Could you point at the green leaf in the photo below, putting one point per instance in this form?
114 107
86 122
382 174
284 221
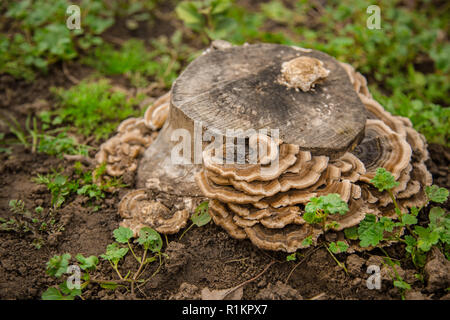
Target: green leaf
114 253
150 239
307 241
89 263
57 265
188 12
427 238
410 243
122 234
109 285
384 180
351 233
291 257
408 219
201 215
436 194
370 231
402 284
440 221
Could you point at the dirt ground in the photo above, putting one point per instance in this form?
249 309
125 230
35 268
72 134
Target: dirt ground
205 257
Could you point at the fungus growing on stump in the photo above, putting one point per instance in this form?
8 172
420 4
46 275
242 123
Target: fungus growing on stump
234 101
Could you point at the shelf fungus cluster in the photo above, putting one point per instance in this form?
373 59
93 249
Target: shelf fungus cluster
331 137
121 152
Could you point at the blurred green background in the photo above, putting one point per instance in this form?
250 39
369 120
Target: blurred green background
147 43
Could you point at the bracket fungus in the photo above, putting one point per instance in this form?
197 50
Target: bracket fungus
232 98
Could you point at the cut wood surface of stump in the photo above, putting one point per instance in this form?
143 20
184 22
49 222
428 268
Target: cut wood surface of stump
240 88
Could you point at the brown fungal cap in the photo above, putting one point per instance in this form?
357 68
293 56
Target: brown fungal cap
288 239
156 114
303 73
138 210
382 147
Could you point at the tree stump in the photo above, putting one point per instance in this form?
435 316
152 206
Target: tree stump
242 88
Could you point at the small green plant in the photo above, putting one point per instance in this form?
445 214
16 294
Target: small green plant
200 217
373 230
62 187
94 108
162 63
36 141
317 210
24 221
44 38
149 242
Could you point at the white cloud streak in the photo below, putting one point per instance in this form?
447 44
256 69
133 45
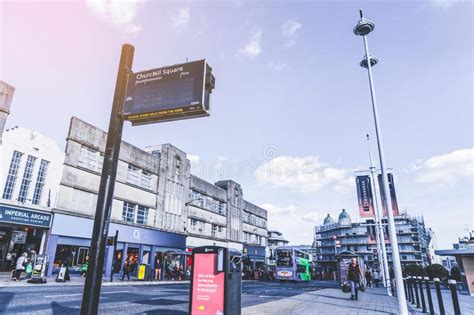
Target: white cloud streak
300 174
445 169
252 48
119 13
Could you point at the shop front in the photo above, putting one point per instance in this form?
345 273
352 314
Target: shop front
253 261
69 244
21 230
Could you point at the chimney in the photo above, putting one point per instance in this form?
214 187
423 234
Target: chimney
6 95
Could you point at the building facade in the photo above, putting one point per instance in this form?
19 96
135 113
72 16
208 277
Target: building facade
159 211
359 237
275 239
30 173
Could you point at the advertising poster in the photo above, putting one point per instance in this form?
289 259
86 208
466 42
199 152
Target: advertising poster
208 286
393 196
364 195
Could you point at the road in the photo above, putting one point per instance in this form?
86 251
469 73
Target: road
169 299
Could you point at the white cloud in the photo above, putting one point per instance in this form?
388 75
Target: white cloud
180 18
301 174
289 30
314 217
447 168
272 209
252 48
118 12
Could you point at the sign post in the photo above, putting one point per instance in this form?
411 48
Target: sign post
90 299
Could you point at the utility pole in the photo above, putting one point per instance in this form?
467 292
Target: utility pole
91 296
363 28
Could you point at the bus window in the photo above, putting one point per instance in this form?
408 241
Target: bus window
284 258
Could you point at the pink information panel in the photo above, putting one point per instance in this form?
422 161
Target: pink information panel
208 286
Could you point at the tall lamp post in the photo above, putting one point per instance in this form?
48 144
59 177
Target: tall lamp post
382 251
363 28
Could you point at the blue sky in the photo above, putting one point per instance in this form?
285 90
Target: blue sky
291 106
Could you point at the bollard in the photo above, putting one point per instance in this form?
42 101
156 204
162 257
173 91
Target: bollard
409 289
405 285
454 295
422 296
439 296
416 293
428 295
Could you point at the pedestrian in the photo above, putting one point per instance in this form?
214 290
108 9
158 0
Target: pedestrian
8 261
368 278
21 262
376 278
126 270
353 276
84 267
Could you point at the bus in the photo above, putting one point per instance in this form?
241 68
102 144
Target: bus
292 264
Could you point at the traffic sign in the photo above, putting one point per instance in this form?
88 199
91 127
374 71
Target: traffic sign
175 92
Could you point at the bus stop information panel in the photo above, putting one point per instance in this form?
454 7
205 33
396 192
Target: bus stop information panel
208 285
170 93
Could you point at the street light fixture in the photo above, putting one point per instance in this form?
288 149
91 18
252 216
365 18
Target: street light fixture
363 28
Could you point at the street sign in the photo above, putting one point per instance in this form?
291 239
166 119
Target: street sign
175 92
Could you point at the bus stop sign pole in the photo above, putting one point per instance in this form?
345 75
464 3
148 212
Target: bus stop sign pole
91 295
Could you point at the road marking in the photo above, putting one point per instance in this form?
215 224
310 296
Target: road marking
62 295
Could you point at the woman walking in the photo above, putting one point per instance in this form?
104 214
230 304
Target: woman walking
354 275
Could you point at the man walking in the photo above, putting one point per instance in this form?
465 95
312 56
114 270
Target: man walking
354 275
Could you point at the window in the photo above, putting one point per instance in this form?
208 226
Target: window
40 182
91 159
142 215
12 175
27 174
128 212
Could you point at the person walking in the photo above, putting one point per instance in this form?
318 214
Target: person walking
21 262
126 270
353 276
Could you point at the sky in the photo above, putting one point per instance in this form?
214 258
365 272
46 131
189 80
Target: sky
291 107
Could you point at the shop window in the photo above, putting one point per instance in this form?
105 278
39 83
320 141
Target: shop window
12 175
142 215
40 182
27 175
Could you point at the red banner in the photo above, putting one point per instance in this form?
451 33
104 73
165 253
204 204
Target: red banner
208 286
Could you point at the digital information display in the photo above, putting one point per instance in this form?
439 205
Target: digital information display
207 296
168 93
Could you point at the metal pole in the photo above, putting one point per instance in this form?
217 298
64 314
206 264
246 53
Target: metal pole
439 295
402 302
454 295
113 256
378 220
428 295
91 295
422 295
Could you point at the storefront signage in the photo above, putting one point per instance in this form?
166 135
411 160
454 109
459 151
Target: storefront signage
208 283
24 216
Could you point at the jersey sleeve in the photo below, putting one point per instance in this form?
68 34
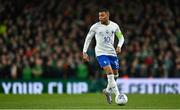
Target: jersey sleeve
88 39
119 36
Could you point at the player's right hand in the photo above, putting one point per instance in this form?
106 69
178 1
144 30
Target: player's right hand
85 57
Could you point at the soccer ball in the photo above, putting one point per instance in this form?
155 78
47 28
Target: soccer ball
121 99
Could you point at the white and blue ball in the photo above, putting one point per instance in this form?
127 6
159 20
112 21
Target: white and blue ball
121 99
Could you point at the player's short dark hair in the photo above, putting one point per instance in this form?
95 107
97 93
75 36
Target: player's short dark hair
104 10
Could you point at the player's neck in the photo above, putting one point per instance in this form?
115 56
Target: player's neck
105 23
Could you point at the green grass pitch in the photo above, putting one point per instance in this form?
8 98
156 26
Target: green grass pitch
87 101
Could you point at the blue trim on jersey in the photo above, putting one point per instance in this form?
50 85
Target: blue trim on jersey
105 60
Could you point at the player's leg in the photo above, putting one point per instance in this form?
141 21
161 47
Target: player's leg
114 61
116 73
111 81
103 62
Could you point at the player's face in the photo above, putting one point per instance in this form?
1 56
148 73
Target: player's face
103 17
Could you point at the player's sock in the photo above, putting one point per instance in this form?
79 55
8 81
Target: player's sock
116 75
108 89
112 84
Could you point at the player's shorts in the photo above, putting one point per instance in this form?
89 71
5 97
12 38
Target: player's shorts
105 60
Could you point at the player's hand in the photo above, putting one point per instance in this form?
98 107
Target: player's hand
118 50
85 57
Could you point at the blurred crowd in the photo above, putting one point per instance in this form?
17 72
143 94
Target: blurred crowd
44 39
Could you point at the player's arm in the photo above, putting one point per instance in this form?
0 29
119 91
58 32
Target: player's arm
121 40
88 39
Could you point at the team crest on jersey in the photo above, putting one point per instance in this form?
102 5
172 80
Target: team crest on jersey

Problem to work on.
A single number is needed: the count of lines in the records that include "below".

Written solution.
3